— Objective —
From the records below, copy out each line that contains the string "occurrence", leaving out every other line.

[Items from a labeling collection]
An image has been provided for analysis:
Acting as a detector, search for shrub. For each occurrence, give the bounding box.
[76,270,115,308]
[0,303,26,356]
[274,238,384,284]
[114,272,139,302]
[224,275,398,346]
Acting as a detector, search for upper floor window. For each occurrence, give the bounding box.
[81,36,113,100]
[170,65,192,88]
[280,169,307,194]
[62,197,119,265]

---

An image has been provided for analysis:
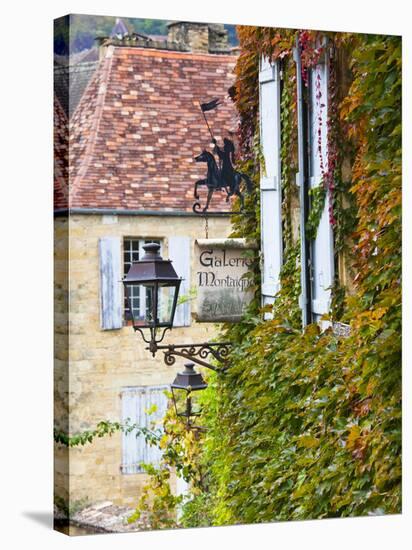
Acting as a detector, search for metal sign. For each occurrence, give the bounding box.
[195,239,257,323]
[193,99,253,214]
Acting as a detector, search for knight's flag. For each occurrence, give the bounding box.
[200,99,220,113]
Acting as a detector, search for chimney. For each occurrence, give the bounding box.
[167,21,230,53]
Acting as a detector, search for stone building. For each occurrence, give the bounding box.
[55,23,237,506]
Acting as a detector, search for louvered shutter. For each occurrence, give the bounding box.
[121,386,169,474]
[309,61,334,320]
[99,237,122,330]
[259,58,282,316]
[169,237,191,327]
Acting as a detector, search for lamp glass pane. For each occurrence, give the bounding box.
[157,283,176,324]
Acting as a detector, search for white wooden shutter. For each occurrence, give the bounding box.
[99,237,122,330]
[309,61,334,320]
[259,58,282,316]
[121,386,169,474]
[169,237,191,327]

— Answer below —
Acting as a detector, search for shrub. For each occurrence, give the bounding box.
Acting as a detector, search for upper floor window. For each occurrence, give the bounding box.
Acting as a detector, search for metal sign. For each occurrence, give the bounding box.
Acting as a detector, search for knight's flag. For each occurrence, give the bounding box.
Acting as a detector, search for chimney. For each occurrence, give the bounding box.
Acting as a detector, search for stone building. For each occurrence, give the bounding box.
Acting as a detector, search for louvered shutter. For each occurrence, give the bounding box.
Acting as a detector, search for lamp glass pane. For each occurrence, give the bounding box.
Acting as a detector, search for white wooden shutter. For each occurrence, give the bounding box.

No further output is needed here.